When a line in the data below includes "foliage", pick it out and copy it.

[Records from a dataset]

.....

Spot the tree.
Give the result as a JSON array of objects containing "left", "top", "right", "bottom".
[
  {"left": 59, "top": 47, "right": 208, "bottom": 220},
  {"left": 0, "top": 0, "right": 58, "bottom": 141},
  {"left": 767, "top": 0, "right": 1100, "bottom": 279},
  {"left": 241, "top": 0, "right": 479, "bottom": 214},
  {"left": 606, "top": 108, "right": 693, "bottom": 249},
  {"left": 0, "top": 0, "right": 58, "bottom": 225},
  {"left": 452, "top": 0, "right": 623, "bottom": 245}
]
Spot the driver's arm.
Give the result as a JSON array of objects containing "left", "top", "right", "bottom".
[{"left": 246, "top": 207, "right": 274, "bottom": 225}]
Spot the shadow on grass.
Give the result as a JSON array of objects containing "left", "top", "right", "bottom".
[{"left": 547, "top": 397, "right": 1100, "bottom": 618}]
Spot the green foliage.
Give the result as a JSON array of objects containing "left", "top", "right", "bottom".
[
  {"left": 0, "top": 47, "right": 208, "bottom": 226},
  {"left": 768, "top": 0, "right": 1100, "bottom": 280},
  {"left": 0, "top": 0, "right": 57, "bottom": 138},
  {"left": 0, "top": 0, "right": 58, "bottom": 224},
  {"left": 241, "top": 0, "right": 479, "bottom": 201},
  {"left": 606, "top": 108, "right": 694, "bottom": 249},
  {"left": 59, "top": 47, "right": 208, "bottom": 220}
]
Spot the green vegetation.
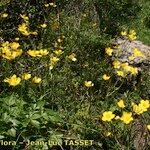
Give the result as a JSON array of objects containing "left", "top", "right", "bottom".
[{"left": 0, "top": 0, "right": 150, "bottom": 149}]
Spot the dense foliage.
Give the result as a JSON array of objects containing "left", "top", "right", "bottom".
[{"left": 0, "top": 0, "right": 150, "bottom": 149}]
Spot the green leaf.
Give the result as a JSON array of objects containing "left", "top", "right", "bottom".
[
  {"left": 5, "top": 95, "right": 16, "bottom": 106},
  {"left": 30, "top": 120, "right": 40, "bottom": 128},
  {"left": 31, "top": 114, "right": 41, "bottom": 120},
  {"left": 0, "top": 135, "right": 5, "bottom": 139},
  {"left": 49, "top": 131, "right": 63, "bottom": 145},
  {"left": 46, "top": 110, "right": 63, "bottom": 123},
  {"left": 7, "top": 128, "right": 16, "bottom": 137}
]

.....

* **Output of the task**:
Spot the green foliage.
Spot the dense foliage.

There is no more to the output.